**Instructions for the task**: Pick out the lines below that contain the string "audit" and copy them all.

Data records Block Start

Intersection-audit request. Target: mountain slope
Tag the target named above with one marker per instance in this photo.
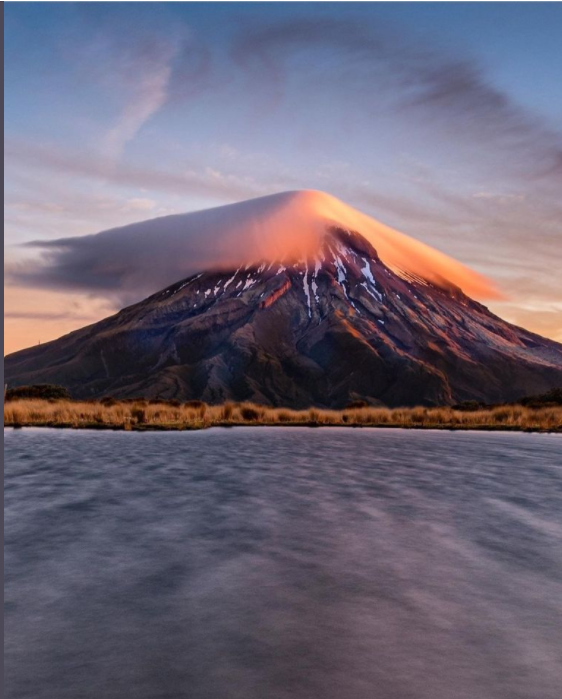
(324, 331)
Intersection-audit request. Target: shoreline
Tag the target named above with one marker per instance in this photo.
(170, 427)
(140, 415)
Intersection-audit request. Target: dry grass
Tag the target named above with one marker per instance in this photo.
(195, 415)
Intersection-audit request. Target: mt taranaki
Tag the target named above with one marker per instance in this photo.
(333, 307)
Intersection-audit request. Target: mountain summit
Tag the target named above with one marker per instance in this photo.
(334, 325)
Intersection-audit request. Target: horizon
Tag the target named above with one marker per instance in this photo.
(428, 118)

Data records Block End

**Expected answer**:
Intersection-audit request. Target: mountain slope
Intersection-audit request. Target: shoreline
Intersection-audit request. Target: dry grass
Intersection-audit request. Target: mt taranaki
Intersection-audit request. Target: mountain summit
Intersection-audit request. Target: horizon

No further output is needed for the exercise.